• **Given passage**:
But while my cancellation may be chilling to writers, it’s not nearly as scary as the message it sends to the academy’s cadets and all Americans. When speakers are disinvited because they criticize politicians, we give these politicians pre-emptive carte blanche. Implicitly, we suggest that certain people should be outside the realm of political and moral judgment. Perhaps they should be above public opinion itself.

 

The academy’s actions also imply to me a lack of trust in its faculty members’ and donors’ opinions, as well as the presumption that institutions should surveil their speakers, sniffing them out as possible traitors. Maybe it would have done the same if Joe Biden were still president; maybe the academy was defending the honor of the office of the president, not the man holding the office. But I doubt it.

 

After Defense Secretary Pete Hegseth pledged to rid service academies of civilian faculty members who might promote “divisive policies” that could be critical of American politics, an article in Politico noted that General Bauernfeind considered plans to fire as many as 100 civilians from the academy’s faculty, and he removed the word “educate” from the school’s mission statement.

 

If one of Mr. Trump’s great gifts is his ability to sow discord across institutions, his greatest appears to be an ability to inspire slavish devotion among his supporters. Devotion, of course, is based on not fully comprehending the object of one’s awe; it is the abdication of knowledge and agency in favor of adoration.

 

Devotion is not, I hope, what a military organization instills in its cadets. In “The Broken Country,” I write about how, in the context of post-Vietnam America, a reverential posture toward the military has become common. Too often, the American public understands men and women in uniform as heroic fetish objects and refugees as pathetic children who should be grateful for being welcomed on our shores.

 

It is this kind of cartoonish simplicity that any serious study of war seeks to counteract and that I attempt to reject in my own work. I’d hoped to present a more expansive history to the cadets. I wanted them to see that the humanities offer a way for them to understand their own place in the military and the world, to give them a broader framework for the responsibilities they’ll take on, to help them better evaluate the good works they are taught to do.

• **Extracted entries**:

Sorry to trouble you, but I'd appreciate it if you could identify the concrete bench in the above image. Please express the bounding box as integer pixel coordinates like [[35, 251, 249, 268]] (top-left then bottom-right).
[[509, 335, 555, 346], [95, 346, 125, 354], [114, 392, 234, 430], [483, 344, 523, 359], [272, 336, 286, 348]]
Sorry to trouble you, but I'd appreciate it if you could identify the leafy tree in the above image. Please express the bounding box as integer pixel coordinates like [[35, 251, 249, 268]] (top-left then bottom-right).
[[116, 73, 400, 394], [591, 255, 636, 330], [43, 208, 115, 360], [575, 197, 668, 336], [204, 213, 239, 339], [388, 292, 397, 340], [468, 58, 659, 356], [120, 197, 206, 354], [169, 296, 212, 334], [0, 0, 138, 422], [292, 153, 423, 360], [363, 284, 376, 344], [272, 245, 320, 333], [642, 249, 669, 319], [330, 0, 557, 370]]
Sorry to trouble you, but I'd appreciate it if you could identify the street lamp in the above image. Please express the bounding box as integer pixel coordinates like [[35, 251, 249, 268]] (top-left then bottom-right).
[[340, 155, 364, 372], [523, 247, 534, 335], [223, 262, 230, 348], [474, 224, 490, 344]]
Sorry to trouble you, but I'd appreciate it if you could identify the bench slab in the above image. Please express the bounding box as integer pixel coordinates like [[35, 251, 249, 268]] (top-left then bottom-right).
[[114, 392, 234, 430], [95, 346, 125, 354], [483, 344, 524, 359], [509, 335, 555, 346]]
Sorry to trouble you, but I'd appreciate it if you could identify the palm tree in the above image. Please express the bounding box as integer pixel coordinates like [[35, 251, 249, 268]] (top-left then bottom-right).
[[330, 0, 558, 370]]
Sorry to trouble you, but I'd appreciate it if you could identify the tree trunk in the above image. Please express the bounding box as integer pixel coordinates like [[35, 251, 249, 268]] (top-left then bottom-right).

• **Requirement**: Copy word for word the part of the essay on the canceled academy talk that opens with the words containing "The academy’s actions" and closes with "school’s mission statement.". You won't need the entries for this.

• **Result of this exercise**:
The academy’s actions also imply to me a lack of trust in its faculty members’ and donors’ opinions, as well as the presumption that institutions should surveil their speakers, sniffing them out as possible traitors. Maybe it would have done the same if Joe Biden were still president; maybe the academy was defending the honor of the office of the president, not the man holding the office. But I doubt it.

 

After Defense Secretary Pete Hegseth pledged to rid service academies of civilian faculty members who might promote “divisive policies” that could be critical of American politics, an article in Politico noted that General Bauernfeind considered plans to fire as many as 100 civilians from the academy’s faculty, and he removed the word “educate” from the school’s mission statement.